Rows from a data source
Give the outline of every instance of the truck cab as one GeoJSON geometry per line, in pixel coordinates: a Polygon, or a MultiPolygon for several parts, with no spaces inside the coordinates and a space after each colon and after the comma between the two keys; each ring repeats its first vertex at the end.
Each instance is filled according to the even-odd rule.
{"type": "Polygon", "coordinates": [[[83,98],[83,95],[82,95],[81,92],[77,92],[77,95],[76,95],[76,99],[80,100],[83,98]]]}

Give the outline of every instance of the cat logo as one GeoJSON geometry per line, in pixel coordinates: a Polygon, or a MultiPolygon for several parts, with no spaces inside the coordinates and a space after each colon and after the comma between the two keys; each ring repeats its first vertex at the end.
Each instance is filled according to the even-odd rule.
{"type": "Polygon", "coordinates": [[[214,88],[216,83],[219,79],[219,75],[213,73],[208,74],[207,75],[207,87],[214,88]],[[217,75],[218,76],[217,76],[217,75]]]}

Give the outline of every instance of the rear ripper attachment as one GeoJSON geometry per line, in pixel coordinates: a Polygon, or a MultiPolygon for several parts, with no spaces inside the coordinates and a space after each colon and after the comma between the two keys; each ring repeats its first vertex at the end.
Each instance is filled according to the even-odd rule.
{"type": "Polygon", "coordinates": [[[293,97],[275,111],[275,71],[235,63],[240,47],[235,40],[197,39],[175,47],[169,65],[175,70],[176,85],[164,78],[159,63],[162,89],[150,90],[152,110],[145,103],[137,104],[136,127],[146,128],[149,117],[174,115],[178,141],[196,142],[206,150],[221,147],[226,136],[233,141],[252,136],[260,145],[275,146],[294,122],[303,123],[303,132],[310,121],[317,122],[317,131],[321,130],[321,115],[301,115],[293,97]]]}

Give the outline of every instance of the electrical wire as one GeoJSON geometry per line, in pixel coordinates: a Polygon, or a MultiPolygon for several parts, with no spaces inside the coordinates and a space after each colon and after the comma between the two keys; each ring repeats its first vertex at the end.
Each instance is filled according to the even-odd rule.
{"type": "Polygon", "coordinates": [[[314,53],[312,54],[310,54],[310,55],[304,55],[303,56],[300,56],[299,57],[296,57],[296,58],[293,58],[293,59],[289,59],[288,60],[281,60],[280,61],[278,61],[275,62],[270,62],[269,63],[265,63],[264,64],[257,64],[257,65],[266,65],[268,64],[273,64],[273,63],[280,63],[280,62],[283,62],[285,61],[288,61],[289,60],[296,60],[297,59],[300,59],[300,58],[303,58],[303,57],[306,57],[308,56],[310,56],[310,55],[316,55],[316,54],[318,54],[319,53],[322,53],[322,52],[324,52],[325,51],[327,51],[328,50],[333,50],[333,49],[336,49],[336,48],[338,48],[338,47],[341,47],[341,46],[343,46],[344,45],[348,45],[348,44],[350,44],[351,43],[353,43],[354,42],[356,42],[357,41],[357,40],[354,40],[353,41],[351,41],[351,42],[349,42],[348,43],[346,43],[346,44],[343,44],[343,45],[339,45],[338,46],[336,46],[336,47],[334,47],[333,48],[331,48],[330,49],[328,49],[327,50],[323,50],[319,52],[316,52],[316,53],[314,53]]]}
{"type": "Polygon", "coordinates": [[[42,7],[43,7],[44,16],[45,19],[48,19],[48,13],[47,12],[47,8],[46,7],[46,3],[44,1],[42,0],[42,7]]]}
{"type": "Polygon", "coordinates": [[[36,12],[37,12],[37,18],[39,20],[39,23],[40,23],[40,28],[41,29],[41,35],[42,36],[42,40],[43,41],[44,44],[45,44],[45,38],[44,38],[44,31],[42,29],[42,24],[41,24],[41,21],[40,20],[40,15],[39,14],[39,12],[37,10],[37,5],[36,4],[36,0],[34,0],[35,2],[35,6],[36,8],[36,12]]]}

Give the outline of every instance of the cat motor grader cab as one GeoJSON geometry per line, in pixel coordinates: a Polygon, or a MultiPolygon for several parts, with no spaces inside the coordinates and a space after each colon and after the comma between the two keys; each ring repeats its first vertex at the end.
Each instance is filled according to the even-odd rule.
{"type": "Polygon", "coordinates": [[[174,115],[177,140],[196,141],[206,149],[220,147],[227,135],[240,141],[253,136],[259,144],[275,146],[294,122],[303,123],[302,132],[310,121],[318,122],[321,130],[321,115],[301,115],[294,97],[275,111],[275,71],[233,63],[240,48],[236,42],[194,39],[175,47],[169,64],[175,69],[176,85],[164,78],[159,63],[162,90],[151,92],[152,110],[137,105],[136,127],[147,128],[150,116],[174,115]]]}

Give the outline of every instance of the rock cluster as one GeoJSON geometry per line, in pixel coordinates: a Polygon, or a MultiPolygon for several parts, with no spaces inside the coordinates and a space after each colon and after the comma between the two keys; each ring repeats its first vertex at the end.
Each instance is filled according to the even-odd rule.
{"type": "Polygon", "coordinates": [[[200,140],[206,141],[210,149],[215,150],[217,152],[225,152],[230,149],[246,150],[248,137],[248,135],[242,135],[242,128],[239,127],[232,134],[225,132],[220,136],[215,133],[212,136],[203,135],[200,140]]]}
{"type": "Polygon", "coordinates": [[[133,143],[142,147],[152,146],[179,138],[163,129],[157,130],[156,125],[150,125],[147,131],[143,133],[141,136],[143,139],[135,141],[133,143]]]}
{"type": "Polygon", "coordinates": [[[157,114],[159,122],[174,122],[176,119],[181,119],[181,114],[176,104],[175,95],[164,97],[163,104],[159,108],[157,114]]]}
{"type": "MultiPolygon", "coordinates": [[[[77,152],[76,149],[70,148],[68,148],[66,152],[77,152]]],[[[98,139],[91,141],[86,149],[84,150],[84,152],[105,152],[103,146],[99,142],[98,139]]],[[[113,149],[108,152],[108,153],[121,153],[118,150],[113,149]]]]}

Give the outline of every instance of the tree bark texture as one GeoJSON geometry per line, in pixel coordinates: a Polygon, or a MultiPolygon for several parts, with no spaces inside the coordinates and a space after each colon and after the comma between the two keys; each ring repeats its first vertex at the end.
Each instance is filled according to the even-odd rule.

## What needs to be done:
Reproduce every row above verbatim, line for line, with no changes.

## Solution below:
Give the outline of every instance of the truck cab as one GeoJSON geometry per line, in pixel coordinates: a Polygon, or a MultiPolygon for several parts, with no spaces inside the coordinates and a space after each colon and after the comma between the two keys; each ring repeats its first vertex at the end.
Each instance is filled according to the even-odd rule.
{"type": "Polygon", "coordinates": [[[83,98],[83,95],[82,95],[81,92],[77,92],[77,95],[76,95],[76,99],[80,100],[83,98]]]}

Give the outline of every instance of the cat logo as one GeoJSON geometry per line, in pixel coordinates: a Polygon, or a MultiPolygon for several parts, with no spaces inside the coordinates and a space after each colon and after the comma between the two keys; each ring repeats its first vertex at the end.
Each instance is filled according to the even-odd rule.
{"type": "Polygon", "coordinates": [[[214,88],[216,83],[219,79],[219,75],[213,73],[208,74],[207,75],[207,87],[214,88]],[[217,75],[218,76],[217,76],[217,75]]]}

Give the outline of every instance of the rear ripper attachment as one GeoJSON geometry per line, in pixel coordinates: a Polygon, or a MultiPolygon for several parts, with no spaces inside the coordinates and a space after each colon and after the comma between the two keys; each ring repeats its first vertex at the end.
Each instance is filled according to the even-odd rule.
{"type": "Polygon", "coordinates": [[[293,97],[275,111],[275,71],[235,63],[240,47],[235,40],[197,39],[175,47],[169,65],[175,70],[176,85],[164,78],[159,63],[162,89],[150,90],[152,110],[145,103],[137,104],[136,127],[146,128],[149,117],[174,115],[178,141],[196,142],[206,150],[221,147],[226,136],[233,141],[252,136],[260,145],[275,146],[294,122],[303,123],[303,132],[310,121],[317,122],[317,131],[321,130],[321,115],[301,115],[293,97]]]}

Give the outline of every instance of the electrical wire as one GeoJSON geometry per line, in pixel coordinates: a Polygon, or a MultiPolygon for several parts, with no spaces inside the coordinates and a space after each colon and after the comma between the two keys; each ring repeats its first vertex at the end.
Each instance is filled according to the even-odd rule.
{"type": "Polygon", "coordinates": [[[314,53],[312,54],[310,54],[310,55],[304,55],[303,56],[300,56],[299,57],[296,57],[296,58],[293,58],[293,59],[289,59],[288,60],[281,60],[280,61],[278,61],[275,62],[270,62],[269,63],[265,63],[264,64],[257,64],[257,65],[266,65],[268,64],[273,64],[273,63],[280,63],[280,62],[283,62],[285,61],[288,61],[289,60],[296,60],[297,59],[300,59],[300,58],[303,58],[303,57],[306,57],[308,56],[310,56],[310,55],[316,55],[316,54],[318,54],[319,53],[322,53],[322,52],[324,52],[325,51],[327,51],[328,50],[333,50],[333,49],[336,49],[336,48],[338,48],[338,47],[341,47],[341,46],[343,46],[344,45],[348,45],[348,44],[350,44],[351,43],[353,43],[354,42],[356,42],[357,41],[357,40],[354,40],[353,41],[351,41],[351,42],[349,42],[348,43],[346,43],[346,44],[343,44],[343,45],[339,45],[338,46],[336,46],[336,47],[334,47],[333,48],[331,48],[330,49],[328,49],[327,50],[323,50],[319,52],[316,52],[316,53],[314,53]]]}
{"type": "Polygon", "coordinates": [[[42,7],[43,7],[44,16],[45,19],[48,19],[48,13],[47,12],[47,8],[46,7],[46,3],[44,1],[42,0],[42,7]]]}
{"type": "Polygon", "coordinates": [[[36,12],[37,12],[37,18],[39,20],[39,23],[40,23],[40,28],[41,29],[41,35],[42,36],[42,40],[43,41],[44,44],[45,44],[45,38],[44,38],[44,31],[42,29],[42,24],[41,24],[41,21],[40,20],[40,15],[39,14],[39,12],[37,10],[37,5],[36,4],[36,0],[34,0],[35,2],[35,6],[36,8],[36,12]]]}

Give the outline of every instance of the cat motor grader cab as one GeoJSON geometry per line, in pixel coordinates: a Polygon, or a MultiPolygon for several parts, with no spaces inside the coordinates and a space after each colon and after the comma between the two keys; each ring repeats its first vertex at the end.
Each instance is filled according to the even-odd rule.
{"type": "Polygon", "coordinates": [[[174,115],[177,140],[196,141],[206,149],[220,147],[227,135],[240,141],[253,136],[259,144],[275,146],[294,122],[303,123],[302,132],[310,121],[318,122],[321,130],[321,115],[301,115],[294,97],[275,111],[275,71],[233,63],[240,48],[236,42],[194,39],[175,47],[169,64],[175,69],[176,85],[164,78],[159,63],[162,90],[151,92],[152,110],[137,105],[136,127],[147,128],[150,116],[174,115]]]}

Give the outline of every instance of the rock cluster as one GeoJSON geometry per line, in pixel coordinates: a Polygon, or a MultiPolygon for several parts, with no spaces inside the coordinates and a space after each colon and after the comma between the two keys; each ring repeats its first vertex at the end.
Each instance is filled according to the even-odd rule.
{"type": "Polygon", "coordinates": [[[200,140],[206,141],[210,149],[215,150],[217,152],[225,152],[230,149],[246,150],[248,137],[248,135],[242,135],[242,128],[239,127],[232,134],[225,132],[220,136],[215,133],[212,136],[203,135],[200,140]]]}
{"type": "Polygon", "coordinates": [[[133,143],[142,147],[152,146],[179,138],[163,129],[157,130],[156,125],[150,125],[147,131],[143,133],[141,136],[143,139],[135,141],[133,143]]]}
{"type": "Polygon", "coordinates": [[[157,114],[159,122],[174,122],[176,119],[181,119],[181,114],[176,104],[175,95],[164,97],[163,104],[159,108],[157,114]]]}
{"type": "MultiPolygon", "coordinates": [[[[77,152],[76,149],[70,148],[68,148],[66,152],[77,152]]],[[[98,139],[91,141],[86,149],[84,150],[84,152],[105,152],[103,146],[99,142],[98,139]]],[[[113,149],[108,152],[108,153],[121,153],[118,150],[113,149]]]]}

Give the outline of every instance of the tree bark texture as one GeoJSON geometry per line, in pixel coordinates: a Polygon, or a MultiPolygon for several parts, with no spaces inside the coordinates and a space after each colon and after the comma between the two keys; each ring repeats its first vertex at the end.
Each instance is filled according to the even-odd rule.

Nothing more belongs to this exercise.